> [EXERCISE TEXT]:
'''
3. Set-up of Worker Nodes

Connect components:
  • Run power from power-hub to each worker node
  • Connect each worker-node to network switch
  • Connect master-node to internet switch
Switch on power to:
  • Network switch
  • Master-node
  • Worker-node power-hub

3.1. Discover IP addresses for each worker node

In setting-up the master-node it was assigned a static ip address 192.168.5.1 with subnet mask of 255.255.255.0. This can be confirmed with ifconfig

(1) Scan network

On the master-node scan that range using CIDR notation. For example 192.168.5.0/24 scans the 256 IP addresses from 192.168.5.0 to 192.168.5.255. And, 192.168.5.0/16 scans all 65,534 IP addresses from 192.168.0.0 to 192.168.255.255. The first scan takes a few seconds while the latter would take 30-60minutes…

sudo nmap -sn 192.168.5.0/24

This returns a list of IP addresses active on our isolated network.

(2) Identify each worker node in stack

Not absolutely necessary (indeed it would be impractical at scale and for remote servers), but we can from the master-node ssh into each pi and execute the following to “flash” the green LED to identify in the stack:

sudo sh -c "echo 1 >/sys/class/leds/led0/brightness"

By convention I assign node number from the top beginning with 1. Note them down the configuration looks like this:

192.168.5.1 Master aka raspi-4b (also reachable via 192.168.1.186 on wlan0)
'''
> [RECORDS SHOWN]:
'''
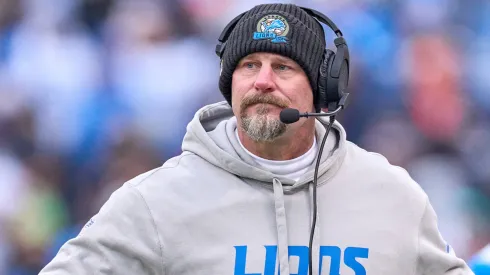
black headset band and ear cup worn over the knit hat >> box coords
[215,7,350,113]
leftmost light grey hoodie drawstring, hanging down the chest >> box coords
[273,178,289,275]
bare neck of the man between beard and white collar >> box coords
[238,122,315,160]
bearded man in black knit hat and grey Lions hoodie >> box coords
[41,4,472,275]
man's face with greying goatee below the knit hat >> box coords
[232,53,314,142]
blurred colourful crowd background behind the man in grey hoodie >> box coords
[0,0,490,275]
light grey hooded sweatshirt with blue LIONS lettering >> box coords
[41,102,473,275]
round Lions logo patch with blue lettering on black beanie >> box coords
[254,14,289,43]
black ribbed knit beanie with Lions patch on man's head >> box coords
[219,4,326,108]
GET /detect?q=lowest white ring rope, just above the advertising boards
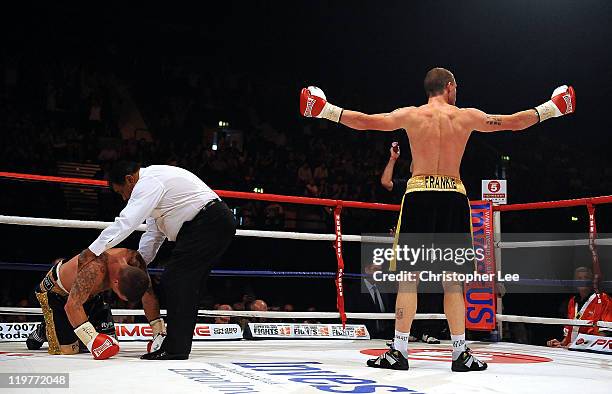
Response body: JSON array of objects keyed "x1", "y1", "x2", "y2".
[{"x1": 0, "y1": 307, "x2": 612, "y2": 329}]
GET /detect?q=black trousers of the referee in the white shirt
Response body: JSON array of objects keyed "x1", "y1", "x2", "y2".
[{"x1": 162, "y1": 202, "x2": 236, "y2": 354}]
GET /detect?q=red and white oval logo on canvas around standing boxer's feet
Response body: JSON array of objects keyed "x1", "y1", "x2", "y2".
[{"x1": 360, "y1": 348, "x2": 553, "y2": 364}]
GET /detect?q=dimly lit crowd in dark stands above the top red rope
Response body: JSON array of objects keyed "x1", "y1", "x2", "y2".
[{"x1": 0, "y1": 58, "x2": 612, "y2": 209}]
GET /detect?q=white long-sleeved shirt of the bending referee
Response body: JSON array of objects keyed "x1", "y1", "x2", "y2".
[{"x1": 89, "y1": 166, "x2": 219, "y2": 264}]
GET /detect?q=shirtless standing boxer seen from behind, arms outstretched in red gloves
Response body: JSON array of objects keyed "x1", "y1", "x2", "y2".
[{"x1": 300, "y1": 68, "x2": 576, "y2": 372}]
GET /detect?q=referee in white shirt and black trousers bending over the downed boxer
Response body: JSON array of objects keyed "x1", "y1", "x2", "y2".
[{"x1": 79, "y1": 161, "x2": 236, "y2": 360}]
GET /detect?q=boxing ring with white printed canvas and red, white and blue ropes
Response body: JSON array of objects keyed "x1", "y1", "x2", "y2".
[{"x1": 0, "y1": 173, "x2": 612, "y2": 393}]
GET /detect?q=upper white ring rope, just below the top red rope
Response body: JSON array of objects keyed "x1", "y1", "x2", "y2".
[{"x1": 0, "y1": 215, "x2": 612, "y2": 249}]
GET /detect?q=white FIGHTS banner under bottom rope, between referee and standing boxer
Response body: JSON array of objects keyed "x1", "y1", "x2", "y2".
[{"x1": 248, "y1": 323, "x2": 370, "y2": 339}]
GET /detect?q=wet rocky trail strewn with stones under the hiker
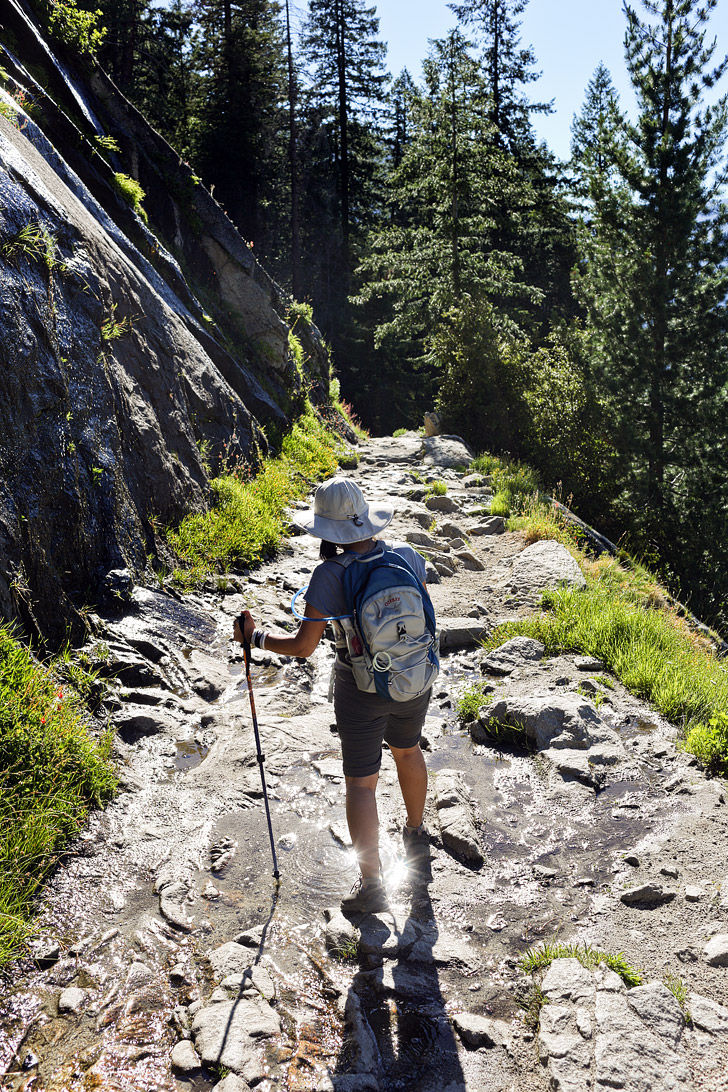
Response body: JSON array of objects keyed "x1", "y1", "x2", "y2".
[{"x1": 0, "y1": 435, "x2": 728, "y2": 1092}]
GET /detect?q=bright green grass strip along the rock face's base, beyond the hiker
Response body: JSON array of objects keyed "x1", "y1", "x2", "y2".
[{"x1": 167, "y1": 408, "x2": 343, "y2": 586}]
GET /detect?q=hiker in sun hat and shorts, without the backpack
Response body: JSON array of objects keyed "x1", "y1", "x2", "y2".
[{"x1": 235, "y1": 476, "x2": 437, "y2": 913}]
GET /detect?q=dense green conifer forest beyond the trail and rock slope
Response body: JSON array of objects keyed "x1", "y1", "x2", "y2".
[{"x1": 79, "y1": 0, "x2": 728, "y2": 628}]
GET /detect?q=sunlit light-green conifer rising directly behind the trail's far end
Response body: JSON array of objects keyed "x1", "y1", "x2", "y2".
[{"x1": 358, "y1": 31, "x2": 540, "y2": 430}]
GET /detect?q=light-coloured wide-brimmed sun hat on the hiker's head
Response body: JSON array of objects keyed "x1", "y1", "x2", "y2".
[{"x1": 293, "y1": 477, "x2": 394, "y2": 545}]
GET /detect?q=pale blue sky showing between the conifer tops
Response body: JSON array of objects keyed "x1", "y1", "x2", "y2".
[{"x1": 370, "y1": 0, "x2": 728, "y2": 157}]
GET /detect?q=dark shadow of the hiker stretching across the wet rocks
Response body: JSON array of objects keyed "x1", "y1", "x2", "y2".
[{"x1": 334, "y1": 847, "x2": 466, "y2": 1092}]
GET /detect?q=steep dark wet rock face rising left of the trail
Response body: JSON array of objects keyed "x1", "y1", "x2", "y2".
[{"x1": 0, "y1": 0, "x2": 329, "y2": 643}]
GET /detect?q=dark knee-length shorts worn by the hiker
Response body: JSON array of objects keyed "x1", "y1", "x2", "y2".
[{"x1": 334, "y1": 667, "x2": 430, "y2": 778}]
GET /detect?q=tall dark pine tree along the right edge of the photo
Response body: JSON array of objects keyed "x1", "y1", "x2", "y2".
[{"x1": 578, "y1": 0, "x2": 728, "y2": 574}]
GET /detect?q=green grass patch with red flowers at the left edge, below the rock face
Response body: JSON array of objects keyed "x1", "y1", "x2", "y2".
'''
> [WORK TO COMPLETE]:
**A.** Reproduce the worker-node setup text from "sudo nmap -sn" up to and including "192.168.1.186 on wlan0)".
**B.** Carry the worker-node setup text forward from the point where it stops.
The data has no connection to the worker-node setup text.

> [RESPONSES BY ITEM NUMBER]:
**A.**
sudo nmap -sn 192.168.5.0/24

This returns a list of IP addresses active on our isolated network.

(2) Identify each worker node in stack

Not absolutely necessary (indeed it would be impractical at scale and for remote servers), but we can from the master-node ssh into each pi and execute the following to “flash” the green LED to identify in the stack:

sudo sh -c "echo 1 >/sys/class/leds/led0/brightness"

By convention I assign node number from the top beginning with 1. Note them down the configuration looks like this:

192.168.5.1 Master aka raspi-4b (also reachable via 192.168.1.186 on wlan0)

**B.**
192.168.5.41
192.168.5.42
192.168.5.19
192.168.5.8
192.168.5.9

3.2. Configure each worker node

In order to update/upgrade the OS on each worker node and make various configuration changes, we could take a number of approaches:

– ssh into each node and make these changes one at time. Just about manageable task for 5 nodes, but what if we had 50 nodes?

– Make all changes on one of the nodes and then clone the card for each of the other 4 nodes. Again a manageable task for 1+4 nodes, but what if I had 1+49 ? What if the worker nodes are not in the same physical location?

– The approach I take here is by using the fabric python package which allows programatic scheduling and running of shell commands over ssh. I can write some code that stores the IP addresses, user names, passwords etc for each node; loop across each of these node while passing the desired command lines we want to run. More information on the fabric python package can be found here: https://www.fabfile.org and here: https://docs.fabfile.org/en/2.5/


3.2.1. Manage worker nodes programmatically using fabric python package

On the master-node create the ~/code/python folder, and then create a cluster_exec_serial.py file and copy/paste code from here: https://github.com/essans/RasPi/blob/master/Clusters/cluster_exec_serial.py

Create a myconfigs.py file in the same folder and copy the configs from here: https://github.com/essans/RasPi/blob/master/Clusters/myconfigs.py and update the IP addresses, passwords etc. Then run a chmod u+x to enable quick running from command line and and then run:

./cluster_config.py --help

# returns
#
# execute command across cluster

# optional arguments:
# -h, --help            show this help message and exit
# -p, --password        use passwords from config file instead of ssh keys
# -l, --logging         log only instead of printing commands to screen
# -s, --silent          do not show output (default: show output)
# -c COMMAND, --command COMMAND
                        command to execute (default: 'hostname -I')
# -m, --master          include execution on master node

# -n [NODES [NODES ...]], --nodes [NODES [NODES ...]]
                        node numbers (default: 99 for all)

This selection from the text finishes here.